▶ _Problem requirements_
Pull each line containing "pole" out of the data and copy it.
╭─ Provided records
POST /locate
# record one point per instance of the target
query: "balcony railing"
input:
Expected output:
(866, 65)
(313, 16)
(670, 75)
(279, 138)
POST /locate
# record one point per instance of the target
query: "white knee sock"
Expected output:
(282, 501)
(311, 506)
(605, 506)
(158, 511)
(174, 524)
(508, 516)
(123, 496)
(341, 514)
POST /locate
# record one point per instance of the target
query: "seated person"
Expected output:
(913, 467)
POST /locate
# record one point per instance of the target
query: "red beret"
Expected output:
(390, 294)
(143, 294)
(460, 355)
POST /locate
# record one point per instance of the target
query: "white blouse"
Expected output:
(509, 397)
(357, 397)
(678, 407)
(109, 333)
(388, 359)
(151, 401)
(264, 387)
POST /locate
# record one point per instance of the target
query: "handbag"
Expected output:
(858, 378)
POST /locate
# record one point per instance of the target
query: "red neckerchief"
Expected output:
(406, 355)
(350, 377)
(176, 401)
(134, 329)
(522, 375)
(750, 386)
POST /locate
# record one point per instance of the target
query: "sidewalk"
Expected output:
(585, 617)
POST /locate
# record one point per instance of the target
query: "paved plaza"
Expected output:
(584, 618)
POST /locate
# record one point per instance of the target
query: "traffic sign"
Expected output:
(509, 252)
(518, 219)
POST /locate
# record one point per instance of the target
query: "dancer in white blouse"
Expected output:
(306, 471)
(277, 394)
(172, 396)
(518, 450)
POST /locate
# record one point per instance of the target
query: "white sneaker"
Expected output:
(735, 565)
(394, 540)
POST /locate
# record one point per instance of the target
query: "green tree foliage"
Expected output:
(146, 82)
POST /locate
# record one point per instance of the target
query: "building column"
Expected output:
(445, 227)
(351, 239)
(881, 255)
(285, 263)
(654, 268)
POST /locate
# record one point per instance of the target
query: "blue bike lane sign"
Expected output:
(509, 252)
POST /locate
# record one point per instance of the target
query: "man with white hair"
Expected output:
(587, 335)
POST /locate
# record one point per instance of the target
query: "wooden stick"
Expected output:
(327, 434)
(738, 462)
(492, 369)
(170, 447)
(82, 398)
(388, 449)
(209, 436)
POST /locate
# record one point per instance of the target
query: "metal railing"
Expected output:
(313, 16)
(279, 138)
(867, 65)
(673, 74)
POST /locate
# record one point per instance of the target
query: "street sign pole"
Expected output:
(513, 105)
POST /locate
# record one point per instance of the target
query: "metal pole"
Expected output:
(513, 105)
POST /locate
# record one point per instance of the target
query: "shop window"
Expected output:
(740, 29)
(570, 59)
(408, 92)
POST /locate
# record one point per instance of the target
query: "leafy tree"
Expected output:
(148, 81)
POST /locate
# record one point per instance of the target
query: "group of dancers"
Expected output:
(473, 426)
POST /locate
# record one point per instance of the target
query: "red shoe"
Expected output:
╰─
▶ _Problem solution_
query: "street sign pole"
query: "metal pole"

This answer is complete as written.